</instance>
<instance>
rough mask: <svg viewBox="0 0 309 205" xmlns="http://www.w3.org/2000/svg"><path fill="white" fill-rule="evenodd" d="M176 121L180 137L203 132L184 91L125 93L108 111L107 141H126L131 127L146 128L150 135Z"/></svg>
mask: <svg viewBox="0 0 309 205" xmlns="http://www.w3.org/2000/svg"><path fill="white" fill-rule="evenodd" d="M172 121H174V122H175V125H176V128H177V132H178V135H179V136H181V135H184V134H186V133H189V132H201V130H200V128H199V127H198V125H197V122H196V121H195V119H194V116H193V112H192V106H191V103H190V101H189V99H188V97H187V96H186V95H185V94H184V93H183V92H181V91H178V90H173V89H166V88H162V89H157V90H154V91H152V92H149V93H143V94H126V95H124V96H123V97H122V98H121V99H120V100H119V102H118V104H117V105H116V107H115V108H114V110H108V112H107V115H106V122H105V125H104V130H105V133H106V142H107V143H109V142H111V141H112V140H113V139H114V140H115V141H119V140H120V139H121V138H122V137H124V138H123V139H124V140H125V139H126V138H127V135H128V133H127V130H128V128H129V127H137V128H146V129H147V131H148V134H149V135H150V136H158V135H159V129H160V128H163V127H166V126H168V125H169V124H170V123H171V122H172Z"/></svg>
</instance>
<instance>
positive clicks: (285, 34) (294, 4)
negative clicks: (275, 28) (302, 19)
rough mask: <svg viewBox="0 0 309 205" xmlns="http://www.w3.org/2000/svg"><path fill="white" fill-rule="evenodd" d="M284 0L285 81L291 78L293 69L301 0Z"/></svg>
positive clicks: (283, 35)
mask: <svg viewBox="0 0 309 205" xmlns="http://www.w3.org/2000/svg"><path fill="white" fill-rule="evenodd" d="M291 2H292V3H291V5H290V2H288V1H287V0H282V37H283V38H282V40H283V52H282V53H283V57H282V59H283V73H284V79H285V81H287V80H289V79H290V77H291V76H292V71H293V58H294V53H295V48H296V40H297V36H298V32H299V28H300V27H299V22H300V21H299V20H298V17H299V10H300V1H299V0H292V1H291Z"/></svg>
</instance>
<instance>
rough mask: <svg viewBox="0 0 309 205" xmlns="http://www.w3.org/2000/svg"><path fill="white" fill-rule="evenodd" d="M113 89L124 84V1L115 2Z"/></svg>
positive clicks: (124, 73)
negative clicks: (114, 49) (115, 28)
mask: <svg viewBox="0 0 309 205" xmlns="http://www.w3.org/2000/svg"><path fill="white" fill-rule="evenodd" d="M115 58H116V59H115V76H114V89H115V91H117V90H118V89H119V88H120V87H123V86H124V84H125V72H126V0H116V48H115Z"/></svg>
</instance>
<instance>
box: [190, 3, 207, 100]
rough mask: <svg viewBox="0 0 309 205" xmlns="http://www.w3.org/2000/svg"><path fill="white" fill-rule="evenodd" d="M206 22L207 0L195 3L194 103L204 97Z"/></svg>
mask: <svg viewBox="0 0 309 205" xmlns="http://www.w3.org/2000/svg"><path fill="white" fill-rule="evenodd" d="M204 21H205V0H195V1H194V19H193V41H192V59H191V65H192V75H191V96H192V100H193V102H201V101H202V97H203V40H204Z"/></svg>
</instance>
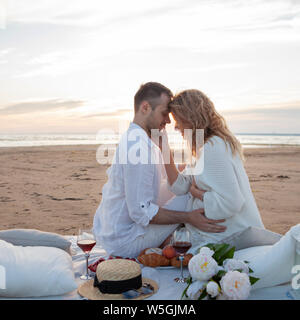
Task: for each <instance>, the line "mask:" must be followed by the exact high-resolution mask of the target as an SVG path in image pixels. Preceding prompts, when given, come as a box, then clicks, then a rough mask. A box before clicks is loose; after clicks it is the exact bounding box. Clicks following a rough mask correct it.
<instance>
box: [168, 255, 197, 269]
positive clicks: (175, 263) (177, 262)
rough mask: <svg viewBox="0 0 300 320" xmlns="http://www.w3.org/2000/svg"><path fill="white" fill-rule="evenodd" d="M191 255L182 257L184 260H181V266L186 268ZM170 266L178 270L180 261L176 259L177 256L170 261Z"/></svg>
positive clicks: (179, 264) (176, 257)
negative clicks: (181, 265)
mask: <svg viewBox="0 0 300 320" xmlns="http://www.w3.org/2000/svg"><path fill="white" fill-rule="evenodd" d="M192 257H193V255H192V254H191V253H188V254H186V255H185V256H184V259H183V260H182V266H183V267H186V266H187V265H188V264H189V261H190V260H191V259H192ZM170 263H171V266H173V267H176V268H180V260H179V259H178V256H176V257H174V258H172V259H171V261H170Z"/></svg>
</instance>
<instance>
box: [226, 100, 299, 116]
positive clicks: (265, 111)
mask: <svg viewBox="0 0 300 320" xmlns="http://www.w3.org/2000/svg"><path fill="white" fill-rule="evenodd" d="M222 114H223V115H224V116H229V117H242V116H257V117H266V116H268V117H270V116H271V117H272V118H275V117H276V118H277V117H288V118H294V117H295V118H298V119H300V101H292V102H287V103H274V104H273V105H271V106H269V105H266V106H261V107H257V106H256V107H253V108H245V109H239V110H223V111H222Z"/></svg>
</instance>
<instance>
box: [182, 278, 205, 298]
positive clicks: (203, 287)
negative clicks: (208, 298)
mask: <svg viewBox="0 0 300 320" xmlns="http://www.w3.org/2000/svg"><path fill="white" fill-rule="evenodd" d="M205 285H206V282H205V281H195V282H193V283H192V284H191V285H190V286H189V287H188V289H187V291H186V294H187V295H188V297H189V298H190V299H192V300H197V299H198V298H199V297H200V295H201V293H202V291H203V288H204V286H205Z"/></svg>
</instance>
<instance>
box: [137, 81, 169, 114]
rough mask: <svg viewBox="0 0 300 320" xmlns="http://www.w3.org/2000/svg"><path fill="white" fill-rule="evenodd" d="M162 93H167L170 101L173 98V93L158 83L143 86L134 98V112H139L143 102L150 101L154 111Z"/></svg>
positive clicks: (167, 94)
mask: <svg viewBox="0 0 300 320" xmlns="http://www.w3.org/2000/svg"><path fill="white" fill-rule="evenodd" d="M162 93H165V94H166V95H167V96H169V97H170V99H171V98H172V97H173V93H172V91H171V90H170V89H168V88H167V87H165V86H164V85H162V84H160V83H158V82H147V83H145V84H142V85H141V86H140V88H139V90H138V92H137V93H136V94H135V96H134V111H135V112H137V111H138V109H139V106H140V104H141V103H142V101H148V102H149V104H150V106H151V108H152V110H154V109H155V107H156V106H157V105H158V102H159V101H158V98H160V96H161V95H162Z"/></svg>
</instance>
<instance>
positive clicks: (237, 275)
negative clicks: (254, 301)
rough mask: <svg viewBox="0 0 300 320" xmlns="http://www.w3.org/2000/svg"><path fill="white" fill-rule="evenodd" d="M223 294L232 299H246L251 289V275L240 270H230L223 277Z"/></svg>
mask: <svg viewBox="0 0 300 320" xmlns="http://www.w3.org/2000/svg"><path fill="white" fill-rule="evenodd" d="M220 285H221V288H222V292H223V295H225V296H226V297H228V299H230V300H245V299H247V298H248V296H249V294H250V290H251V284H250V281H249V277H248V275H247V274H246V273H241V272H239V271H228V272H227V273H226V274H225V275H224V276H223V277H222V279H221V281H220Z"/></svg>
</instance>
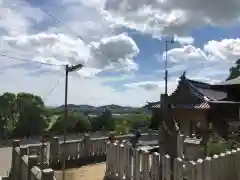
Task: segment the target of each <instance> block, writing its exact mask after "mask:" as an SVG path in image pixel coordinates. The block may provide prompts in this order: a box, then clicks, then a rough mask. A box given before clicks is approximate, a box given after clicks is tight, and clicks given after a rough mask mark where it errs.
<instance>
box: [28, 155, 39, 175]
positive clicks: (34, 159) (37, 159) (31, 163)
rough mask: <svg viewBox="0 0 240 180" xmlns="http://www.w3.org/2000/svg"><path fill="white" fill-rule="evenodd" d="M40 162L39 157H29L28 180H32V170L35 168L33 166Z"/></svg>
mask: <svg viewBox="0 0 240 180" xmlns="http://www.w3.org/2000/svg"><path fill="white" fill-rule="evenodd" d="M37 162H38V156H37V155H31V156H28V175H27V177H28V179H27V180H31V169H32V168H33V166H35V165H37Z"/></svg>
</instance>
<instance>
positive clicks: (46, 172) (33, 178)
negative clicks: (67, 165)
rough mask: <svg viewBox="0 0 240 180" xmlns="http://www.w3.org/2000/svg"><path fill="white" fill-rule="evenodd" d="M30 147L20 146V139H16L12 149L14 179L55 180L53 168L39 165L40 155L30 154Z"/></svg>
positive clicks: (23, 179)
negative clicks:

WORK INSTRUCTIONS:
Reproduce the rows verbatim, from their first line through the line containing "positive clicks: (124, 73)", including both ends.

FINISHED TASK:
</instance>
<instance>
rough mask: <svg viewBox="0 0 309 205" xmlns="http://www.w3.org/2000/svg"><path fill="white" fill-rule="evenodd" d="M176 121L180 137L203 132L184 91L125 93L108 111L107 141H126L131 127L146 128L150 135Z"/></svg>
mask: <svg viewBox="0 0 309 205" xmlns="http://www.w3.org/2000/svg"><path fill="white" fill-rule="evenodd" d="M172 121H174V122H175V125H176V128H177V132H178V135H179V136H181V135H184V134H186V133H189V132H201V130H200V128H199V127H198V125H197V122H196V121H195V119H194V116H193V112H192V106H191V103H190V101H189V99H188V97H187V96H186V95H185V94H184V93H183V92H181V91H178V90H173V89H166V88H162V89H157V90H154V91H152V92H149V93H143V94H126V95H124V96H123V97H122V98H121V99H120V100H119V102H118V104H117V105H116V107H115V108H114V110H108V112H107V115H106V122H105V125H104V130H105V133H106V142H107V143H109V142H111V141H112V140H113V139H114V140H115V141H119V140H120V139H121V138H122V137H124V138H123V139H124V140H125V139H126V138H127V135H128V133H127V130H128V128H129V127H137V128H146V129H147V131H148V134H149V135H150V136H158V135H159V129H160V128H163V127H166V126H168V125H169V124H170V123H171V122H172Z"/></svg>
</instance>
<instance>
positive clicks: (285, 34) (294, 4)
negative clicks: (275, 28) (302, 19)
rough mask: <svg viewBox="0 0 309 205" xmlns="http://www.w3.org/2000/svg"><path fill="white" fill-rule="evenodd" d="M284 0L285 81L291 78L293 69L301 0Z"/></svg>
positive clicks: (283, 35)
mask: <svg viewBox="0 0 309 205" xmlns="http://www.w3.org/2000/svg"><path fill="white" fill-rule="evenodd" d="M291 2H292V3H291V5H290V2H288V1H287V0H282V37H283V38H282V40H283V52H282V53H283V57H282V59H283V73H284V79H285V81H287V80H289V79H290V77H291V76H292V71H293V58H294V53H295V48H296V40H297V36H298V32H299V28H300V27H299V22H300V21H299V20H298V17H299V10H300V1H299V0H292V1H291Z"/></svg>
</instance>
<instance>
rough mask: <svg viewBox="0 0 309 205" xmlns="http://www.w3.org/2000/svg"><path fill="white" fill-rule="evenodd" d="M113 89L124 84V1L115 2Z"/></svg>
positive clicks: (124, 73)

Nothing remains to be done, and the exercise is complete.